### Your instructions
Please count the lines in the records below that contain the word "concrete" with matching case, and reply with only that number.

____

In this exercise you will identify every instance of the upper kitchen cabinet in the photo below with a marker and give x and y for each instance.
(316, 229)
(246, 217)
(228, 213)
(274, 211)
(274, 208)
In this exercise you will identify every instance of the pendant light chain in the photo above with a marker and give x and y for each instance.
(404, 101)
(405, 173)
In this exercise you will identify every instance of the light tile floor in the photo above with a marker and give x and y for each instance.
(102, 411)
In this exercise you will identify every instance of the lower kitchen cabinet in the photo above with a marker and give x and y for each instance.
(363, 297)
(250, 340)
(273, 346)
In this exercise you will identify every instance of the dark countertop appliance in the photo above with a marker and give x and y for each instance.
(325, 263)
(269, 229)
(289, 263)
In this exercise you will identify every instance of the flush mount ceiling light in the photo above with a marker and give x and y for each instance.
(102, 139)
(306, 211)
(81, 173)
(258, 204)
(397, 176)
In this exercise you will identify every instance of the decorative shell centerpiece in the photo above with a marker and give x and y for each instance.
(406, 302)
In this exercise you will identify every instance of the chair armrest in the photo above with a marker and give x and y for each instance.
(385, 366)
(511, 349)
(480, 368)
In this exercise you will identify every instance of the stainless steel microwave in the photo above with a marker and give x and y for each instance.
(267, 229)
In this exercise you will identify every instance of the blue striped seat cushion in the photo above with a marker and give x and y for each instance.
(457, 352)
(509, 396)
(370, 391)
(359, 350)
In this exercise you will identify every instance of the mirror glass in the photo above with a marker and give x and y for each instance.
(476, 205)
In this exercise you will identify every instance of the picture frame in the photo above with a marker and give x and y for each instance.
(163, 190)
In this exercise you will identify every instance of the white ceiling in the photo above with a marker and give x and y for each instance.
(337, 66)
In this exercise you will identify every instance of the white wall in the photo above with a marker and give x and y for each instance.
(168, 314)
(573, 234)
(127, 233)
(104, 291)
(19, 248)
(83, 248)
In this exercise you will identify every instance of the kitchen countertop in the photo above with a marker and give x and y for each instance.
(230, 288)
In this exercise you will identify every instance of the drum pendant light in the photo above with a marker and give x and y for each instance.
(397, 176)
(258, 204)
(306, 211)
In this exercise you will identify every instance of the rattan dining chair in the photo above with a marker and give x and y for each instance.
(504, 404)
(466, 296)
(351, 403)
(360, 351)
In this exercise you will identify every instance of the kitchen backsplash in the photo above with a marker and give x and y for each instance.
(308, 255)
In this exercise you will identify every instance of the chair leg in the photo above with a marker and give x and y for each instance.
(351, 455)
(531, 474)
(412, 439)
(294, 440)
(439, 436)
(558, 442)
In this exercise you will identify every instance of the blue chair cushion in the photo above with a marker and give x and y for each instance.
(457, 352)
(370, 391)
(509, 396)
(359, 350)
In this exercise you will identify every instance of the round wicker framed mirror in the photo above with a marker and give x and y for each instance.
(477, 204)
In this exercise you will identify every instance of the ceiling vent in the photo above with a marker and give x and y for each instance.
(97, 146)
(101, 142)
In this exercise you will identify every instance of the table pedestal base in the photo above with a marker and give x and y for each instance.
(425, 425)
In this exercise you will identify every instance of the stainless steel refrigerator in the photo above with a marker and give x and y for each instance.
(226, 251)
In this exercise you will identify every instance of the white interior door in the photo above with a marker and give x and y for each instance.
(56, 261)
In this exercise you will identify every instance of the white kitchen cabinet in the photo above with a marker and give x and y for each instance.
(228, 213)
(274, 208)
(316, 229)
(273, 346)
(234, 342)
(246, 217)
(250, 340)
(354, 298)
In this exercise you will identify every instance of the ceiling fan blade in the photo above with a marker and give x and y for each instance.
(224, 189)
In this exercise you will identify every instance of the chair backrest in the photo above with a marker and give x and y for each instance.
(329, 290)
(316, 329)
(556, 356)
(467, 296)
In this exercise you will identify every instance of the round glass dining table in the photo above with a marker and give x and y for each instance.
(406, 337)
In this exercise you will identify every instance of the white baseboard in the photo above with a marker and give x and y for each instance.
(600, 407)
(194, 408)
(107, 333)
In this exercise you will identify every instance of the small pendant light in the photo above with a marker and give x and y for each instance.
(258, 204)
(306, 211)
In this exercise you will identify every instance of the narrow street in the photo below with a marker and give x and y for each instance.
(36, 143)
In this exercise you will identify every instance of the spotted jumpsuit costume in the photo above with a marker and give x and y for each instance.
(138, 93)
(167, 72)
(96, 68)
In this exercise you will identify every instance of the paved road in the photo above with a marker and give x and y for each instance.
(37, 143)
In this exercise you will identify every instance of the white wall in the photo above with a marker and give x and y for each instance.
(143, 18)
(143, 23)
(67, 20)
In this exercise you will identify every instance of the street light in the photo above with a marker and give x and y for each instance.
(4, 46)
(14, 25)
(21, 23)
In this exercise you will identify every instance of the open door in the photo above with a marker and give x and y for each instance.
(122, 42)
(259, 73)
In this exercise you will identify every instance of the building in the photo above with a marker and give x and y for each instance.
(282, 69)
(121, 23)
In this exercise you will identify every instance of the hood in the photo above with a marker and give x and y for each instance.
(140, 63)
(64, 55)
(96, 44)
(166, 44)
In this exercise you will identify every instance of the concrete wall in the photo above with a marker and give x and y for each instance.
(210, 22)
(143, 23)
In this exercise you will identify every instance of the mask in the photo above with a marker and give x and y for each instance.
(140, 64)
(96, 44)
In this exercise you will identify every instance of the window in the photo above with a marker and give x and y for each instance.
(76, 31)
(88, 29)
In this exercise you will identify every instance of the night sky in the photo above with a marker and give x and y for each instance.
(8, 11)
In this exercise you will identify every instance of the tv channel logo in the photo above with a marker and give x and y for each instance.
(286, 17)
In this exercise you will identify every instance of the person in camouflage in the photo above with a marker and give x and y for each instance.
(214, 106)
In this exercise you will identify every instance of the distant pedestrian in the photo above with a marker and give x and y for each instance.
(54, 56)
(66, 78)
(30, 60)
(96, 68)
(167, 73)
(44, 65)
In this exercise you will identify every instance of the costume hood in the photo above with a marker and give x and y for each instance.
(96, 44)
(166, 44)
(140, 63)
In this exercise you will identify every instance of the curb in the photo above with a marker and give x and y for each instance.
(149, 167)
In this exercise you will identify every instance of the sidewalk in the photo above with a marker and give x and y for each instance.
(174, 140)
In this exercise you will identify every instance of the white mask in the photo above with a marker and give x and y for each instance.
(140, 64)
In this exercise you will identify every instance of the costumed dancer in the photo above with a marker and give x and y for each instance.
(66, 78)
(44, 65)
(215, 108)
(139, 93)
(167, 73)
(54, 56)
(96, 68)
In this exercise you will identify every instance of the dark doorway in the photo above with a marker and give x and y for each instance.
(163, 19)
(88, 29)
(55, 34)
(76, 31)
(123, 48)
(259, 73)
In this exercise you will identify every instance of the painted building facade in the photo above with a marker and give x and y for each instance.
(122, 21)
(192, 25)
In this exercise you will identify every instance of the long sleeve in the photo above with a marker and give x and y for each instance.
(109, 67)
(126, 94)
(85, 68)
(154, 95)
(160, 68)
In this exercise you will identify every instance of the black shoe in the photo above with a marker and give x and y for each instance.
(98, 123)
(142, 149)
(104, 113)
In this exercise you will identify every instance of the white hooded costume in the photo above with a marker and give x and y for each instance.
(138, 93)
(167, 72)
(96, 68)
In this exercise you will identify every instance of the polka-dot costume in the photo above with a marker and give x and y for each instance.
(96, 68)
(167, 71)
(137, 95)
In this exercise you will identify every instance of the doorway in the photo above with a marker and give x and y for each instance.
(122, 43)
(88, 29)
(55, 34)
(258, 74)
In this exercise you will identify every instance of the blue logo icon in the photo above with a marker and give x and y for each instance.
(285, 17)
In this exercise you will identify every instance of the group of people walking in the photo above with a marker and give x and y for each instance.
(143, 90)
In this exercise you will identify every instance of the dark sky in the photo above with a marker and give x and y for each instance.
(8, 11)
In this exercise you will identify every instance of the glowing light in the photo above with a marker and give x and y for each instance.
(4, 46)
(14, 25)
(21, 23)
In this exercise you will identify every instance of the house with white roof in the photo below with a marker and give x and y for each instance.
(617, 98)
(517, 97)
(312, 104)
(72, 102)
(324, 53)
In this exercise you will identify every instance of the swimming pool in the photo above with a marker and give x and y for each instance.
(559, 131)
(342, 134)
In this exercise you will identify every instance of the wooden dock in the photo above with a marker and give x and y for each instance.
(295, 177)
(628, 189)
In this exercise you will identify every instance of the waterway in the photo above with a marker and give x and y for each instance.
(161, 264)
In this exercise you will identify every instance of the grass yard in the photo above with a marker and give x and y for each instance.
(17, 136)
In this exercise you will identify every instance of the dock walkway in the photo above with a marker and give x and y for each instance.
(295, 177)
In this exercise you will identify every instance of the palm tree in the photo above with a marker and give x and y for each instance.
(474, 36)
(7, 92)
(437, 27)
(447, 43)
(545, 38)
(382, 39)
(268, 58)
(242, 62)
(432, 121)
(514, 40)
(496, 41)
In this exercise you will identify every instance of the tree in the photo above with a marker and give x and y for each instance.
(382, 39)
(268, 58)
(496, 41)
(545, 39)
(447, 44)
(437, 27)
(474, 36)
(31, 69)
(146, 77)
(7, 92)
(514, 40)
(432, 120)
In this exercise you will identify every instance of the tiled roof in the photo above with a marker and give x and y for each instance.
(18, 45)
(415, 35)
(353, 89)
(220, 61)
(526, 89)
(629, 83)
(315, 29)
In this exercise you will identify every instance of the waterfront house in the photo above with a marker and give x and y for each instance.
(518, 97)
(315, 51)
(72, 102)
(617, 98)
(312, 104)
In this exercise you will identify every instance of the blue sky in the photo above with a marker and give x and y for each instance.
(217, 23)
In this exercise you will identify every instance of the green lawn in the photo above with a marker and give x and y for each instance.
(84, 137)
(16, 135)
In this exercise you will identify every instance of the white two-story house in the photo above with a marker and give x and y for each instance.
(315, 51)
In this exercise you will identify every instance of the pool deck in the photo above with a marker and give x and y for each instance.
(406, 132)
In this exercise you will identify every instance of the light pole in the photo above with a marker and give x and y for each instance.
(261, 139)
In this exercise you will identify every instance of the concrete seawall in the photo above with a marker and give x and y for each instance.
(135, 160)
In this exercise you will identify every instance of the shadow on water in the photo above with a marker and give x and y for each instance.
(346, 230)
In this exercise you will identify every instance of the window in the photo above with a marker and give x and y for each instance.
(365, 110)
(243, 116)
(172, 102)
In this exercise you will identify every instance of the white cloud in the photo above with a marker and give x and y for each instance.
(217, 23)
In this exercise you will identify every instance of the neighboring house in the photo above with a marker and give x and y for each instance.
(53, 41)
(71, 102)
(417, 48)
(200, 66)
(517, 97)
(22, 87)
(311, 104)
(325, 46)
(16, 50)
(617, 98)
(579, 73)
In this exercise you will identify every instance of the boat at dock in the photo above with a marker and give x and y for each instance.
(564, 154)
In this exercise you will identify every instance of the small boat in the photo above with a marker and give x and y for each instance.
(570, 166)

____

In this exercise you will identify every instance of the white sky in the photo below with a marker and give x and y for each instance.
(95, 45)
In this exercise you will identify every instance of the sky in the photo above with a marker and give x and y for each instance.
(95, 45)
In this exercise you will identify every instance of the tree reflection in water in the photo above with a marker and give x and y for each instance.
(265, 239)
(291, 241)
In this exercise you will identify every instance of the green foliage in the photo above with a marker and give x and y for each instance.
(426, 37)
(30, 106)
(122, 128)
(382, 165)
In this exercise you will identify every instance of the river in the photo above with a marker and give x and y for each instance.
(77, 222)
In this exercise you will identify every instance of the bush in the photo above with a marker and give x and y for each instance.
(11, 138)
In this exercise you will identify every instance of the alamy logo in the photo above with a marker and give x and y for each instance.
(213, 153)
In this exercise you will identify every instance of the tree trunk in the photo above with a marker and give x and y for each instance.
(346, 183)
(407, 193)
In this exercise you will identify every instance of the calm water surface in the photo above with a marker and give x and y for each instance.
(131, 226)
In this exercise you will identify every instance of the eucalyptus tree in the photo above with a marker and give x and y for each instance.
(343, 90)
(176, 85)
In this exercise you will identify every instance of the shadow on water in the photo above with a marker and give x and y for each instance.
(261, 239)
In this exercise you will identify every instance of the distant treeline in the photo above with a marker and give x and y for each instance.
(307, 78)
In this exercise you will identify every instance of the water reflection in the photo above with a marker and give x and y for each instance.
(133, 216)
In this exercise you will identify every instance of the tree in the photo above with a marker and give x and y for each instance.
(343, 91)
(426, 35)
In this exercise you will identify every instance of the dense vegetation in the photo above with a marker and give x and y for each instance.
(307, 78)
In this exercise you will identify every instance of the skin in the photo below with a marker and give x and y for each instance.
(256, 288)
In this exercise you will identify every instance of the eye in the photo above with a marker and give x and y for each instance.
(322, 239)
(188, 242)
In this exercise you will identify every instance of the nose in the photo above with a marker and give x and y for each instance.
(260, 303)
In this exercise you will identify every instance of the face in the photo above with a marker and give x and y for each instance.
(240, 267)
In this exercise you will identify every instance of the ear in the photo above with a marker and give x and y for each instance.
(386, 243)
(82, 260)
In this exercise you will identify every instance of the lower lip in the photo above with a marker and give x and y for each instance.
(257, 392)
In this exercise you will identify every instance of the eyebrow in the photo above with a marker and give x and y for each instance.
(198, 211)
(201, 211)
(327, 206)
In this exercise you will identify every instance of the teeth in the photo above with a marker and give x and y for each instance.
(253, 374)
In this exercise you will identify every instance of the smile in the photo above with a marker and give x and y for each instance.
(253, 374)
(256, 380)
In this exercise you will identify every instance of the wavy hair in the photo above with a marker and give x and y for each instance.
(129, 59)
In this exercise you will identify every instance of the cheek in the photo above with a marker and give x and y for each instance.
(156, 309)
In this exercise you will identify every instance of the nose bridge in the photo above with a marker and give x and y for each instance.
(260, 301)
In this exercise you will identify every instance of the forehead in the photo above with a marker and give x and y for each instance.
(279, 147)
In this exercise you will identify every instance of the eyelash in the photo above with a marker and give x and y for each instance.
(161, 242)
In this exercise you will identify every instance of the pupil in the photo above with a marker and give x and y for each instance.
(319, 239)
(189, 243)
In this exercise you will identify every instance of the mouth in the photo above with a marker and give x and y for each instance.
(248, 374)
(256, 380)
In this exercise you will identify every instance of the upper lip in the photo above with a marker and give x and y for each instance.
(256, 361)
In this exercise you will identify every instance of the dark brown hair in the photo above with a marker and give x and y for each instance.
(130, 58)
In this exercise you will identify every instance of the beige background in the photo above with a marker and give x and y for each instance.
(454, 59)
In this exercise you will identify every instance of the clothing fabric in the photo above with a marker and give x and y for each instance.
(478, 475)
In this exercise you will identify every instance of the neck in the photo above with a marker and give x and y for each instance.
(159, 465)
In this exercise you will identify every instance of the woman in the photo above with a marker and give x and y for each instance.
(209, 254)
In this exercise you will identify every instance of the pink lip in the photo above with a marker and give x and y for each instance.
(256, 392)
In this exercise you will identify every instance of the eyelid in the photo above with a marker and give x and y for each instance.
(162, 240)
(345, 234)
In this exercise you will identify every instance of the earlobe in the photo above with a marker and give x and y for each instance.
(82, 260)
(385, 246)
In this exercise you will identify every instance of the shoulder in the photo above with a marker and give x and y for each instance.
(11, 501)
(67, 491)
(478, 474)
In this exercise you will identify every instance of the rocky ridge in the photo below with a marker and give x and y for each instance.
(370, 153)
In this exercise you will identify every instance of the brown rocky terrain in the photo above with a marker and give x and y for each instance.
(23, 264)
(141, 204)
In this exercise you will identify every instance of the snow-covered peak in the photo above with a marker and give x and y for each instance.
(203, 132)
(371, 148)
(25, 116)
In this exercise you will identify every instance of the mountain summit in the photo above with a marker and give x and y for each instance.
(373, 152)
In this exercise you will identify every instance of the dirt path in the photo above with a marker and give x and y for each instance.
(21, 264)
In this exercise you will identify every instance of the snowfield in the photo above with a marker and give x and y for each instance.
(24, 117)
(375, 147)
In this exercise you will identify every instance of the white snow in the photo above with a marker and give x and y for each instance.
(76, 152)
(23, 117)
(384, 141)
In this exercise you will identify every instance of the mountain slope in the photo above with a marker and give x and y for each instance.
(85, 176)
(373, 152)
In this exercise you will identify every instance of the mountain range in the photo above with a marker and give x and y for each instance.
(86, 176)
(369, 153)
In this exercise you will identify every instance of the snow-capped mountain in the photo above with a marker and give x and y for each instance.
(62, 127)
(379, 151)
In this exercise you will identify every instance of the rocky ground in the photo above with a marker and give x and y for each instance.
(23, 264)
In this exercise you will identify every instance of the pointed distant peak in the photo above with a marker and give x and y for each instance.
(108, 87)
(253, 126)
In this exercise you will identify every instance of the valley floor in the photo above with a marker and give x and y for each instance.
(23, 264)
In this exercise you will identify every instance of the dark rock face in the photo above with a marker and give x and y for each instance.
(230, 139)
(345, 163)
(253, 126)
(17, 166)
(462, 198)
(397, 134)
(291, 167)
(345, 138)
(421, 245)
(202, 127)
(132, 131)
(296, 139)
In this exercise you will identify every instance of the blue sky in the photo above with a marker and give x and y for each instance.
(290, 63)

____

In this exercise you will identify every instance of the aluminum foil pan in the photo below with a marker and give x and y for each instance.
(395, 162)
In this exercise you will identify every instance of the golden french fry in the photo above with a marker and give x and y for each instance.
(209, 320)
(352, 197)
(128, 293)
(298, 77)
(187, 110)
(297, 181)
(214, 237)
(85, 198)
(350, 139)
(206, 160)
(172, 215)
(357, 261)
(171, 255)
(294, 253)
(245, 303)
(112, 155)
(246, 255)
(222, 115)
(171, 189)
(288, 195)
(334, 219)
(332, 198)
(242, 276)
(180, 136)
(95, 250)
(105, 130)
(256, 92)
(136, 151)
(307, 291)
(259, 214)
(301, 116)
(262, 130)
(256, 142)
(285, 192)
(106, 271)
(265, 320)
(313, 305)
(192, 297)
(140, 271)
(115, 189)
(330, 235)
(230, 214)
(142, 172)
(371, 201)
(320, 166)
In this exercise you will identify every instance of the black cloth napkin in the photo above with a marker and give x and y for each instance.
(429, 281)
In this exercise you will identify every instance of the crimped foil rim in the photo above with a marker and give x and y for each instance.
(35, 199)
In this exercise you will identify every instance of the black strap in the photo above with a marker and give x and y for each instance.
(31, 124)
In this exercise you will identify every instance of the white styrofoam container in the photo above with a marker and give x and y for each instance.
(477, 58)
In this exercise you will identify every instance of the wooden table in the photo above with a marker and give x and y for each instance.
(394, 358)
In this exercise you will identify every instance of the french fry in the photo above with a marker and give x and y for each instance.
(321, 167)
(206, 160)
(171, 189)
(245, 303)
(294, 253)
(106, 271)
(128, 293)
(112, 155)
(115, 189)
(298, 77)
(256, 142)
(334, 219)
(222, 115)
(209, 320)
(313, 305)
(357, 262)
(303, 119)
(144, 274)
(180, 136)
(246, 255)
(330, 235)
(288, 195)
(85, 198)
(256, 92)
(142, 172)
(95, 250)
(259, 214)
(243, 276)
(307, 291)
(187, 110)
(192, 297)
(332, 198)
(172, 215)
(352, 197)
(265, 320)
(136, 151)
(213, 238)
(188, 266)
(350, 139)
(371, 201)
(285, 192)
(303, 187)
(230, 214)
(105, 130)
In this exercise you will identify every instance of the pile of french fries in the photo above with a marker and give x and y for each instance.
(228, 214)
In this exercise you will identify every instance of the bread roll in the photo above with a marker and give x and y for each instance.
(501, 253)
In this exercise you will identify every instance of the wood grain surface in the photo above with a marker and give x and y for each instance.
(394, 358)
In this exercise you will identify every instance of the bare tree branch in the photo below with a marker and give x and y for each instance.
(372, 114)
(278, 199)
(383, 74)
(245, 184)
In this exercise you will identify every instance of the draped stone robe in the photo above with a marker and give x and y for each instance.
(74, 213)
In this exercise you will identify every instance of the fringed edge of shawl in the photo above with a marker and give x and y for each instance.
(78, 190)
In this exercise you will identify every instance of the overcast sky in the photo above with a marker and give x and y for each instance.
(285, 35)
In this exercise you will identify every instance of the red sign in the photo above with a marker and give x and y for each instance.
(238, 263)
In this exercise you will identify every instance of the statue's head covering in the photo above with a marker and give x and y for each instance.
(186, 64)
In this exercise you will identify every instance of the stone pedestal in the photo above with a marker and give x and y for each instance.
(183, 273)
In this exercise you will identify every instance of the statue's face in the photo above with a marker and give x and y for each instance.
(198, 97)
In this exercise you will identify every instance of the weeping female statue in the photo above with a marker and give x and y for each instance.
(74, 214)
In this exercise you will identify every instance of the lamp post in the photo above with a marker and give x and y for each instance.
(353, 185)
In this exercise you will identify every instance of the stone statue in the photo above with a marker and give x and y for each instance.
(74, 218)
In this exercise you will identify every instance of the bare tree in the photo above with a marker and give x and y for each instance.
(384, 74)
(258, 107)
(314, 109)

____

### Correct result
2